#### [Tasks to complete]
**A.** Quote the Benson passage word for word, everything from "Politics can be" down to "on these grounds….".
**B.** In the Benson passage, which jobs does Flora list as part of being a good homemaker?

#### [Selected passage]
■ ■ ■ ■
Following her husband’s resignation in 1961, Flora outlined to members of an LDS congregation some of her and her family’s response to life in the Capitol:
We felt as a family in all we did and said that we were representing you and our religion. This was a great responsibility on our shoulders. People watch so closely and critically if a slip is ever made and especially being known in the public eye as we were because of the high positions we held in both Church and government….
Politics can be almost brutal and vicious at times with its misinterpretations of one[’]s statements and the twisting of them—often misquoting and giving half truths. But never did we let this thwart our efforts in doing our best in helping to keep America strong and free. Our family had many a cry and heartaches with fasting and earnest prayer, but the rewarding and sunny days came often in our dealings with the government and people, knowing we had been honest in our efforts and could face anyone on these grounds….
I was trying to do all the jobs of a good homemaker, cooking, laundress, cleaning woman, nurse, counselor, time with my children, and at the end of the day look rested, poised, relaxed and properly groomed for a formal dinner or social engagement of some kind. . . . I was to look like a charming girl, think like a man, work like a dog and act like a lady.
“I never realized it until later,” Benson confessed in 1962 after leaving office, “but I know now that having Flora and the family nearby gave me new confidence in doing my job. I became more decisive, surer of myself, more willing to tackle the tough challenges. For years I had depended on her counsel and wise judgment to supplement my own thinking. In a good marriage that is inevitable. Husband and wife share their thoughts, and their desires, their problems, their joys and sorrows, until their unity is such that it’s hard to tell where one person leaves off and the other begins.”
II
As Benson began his second term as Secretary of Agriculture in early 1957, he faced the continuing, seemingly insoluble problem of mounting commodity—specifically, wheat—surpluses. The Soil Bank required significantly large monetary appropriations but in actual practice did little to address the problem of over-production, especially by smaller farmers. In fact, of the $3.3 billion allocated for the Soil Bank that year, the “lion’s share” went to 1.3 million farmers who each received an average of $2,000 annually, while 2.7 million smaller farmers received only $100 each.Because of an “explosion” in agriculture-related technology, farmers were producing more than ever before. Not surprisingly, Benson was even more convinced that the only effective answer to surpluses was flexible-to-no federal price supports and a truly laissez-faire free-market economy where demand and supply set prices. What he most wanted, according to his biographers, was a “reorientation of thinking and basic legislative reforms,” including the “elimination of all restraints on freedom of choice or free play of the marketplace in determining commodity prices.”“If we continue to bring the Federal Government into more and more areas wherever a need for improvement exists,” he reasoned, “where are we going to draw the line? What is to be left to state and local initiative?”
■ ■ ■ ■
#### [Entries provided]
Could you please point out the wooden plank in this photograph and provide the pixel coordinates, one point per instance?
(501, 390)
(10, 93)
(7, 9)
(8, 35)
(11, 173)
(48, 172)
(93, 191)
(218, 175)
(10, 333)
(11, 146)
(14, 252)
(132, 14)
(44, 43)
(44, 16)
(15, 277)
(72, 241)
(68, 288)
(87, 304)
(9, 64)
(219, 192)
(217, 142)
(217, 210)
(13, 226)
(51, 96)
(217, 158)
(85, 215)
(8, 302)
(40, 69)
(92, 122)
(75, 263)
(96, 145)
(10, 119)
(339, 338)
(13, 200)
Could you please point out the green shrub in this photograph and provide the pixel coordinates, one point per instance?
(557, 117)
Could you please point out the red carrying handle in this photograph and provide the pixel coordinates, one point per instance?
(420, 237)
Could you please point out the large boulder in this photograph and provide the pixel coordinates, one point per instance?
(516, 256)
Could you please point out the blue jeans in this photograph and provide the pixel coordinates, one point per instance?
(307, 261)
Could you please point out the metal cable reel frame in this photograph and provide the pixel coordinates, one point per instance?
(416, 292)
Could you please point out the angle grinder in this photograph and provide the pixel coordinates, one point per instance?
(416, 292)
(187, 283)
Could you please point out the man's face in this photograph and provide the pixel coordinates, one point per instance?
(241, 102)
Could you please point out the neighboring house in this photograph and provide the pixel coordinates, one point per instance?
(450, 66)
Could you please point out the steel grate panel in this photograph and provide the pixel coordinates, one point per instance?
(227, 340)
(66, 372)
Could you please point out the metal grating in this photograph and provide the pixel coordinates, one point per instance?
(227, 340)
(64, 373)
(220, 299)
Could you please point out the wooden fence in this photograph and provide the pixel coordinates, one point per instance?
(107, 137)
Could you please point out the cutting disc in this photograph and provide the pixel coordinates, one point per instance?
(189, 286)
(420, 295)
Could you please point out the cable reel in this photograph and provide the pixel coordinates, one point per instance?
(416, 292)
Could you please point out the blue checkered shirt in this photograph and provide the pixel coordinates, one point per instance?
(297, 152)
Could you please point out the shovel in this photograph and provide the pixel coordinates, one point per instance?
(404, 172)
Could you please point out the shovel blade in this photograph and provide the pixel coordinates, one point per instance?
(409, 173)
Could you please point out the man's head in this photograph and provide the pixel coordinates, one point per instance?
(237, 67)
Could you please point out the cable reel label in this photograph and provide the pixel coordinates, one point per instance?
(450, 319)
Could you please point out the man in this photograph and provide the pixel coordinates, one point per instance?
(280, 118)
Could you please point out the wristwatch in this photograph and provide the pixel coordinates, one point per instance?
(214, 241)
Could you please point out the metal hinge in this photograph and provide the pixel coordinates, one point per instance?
■ ■ ■ ■
#### [The answers]
**A.**
Politics can be almost brutal and vicious at times with its misinterpretations of one[’]s statements and the twisting of them—often misquoting and giving half truths. But never did we let this thwart our efforts in doing our best in helping to keep America strong and free. Our family had many a cry and heartaches with fasting and earnest prayer, but the rewarding and sunny days came often in our dealings with the government and people, knowing we had been honest in our efforts and could face anyone on these grounds….

**B.**
- cooking
- laundress
- cleaning woman
- nurse
- counselor
- time with my children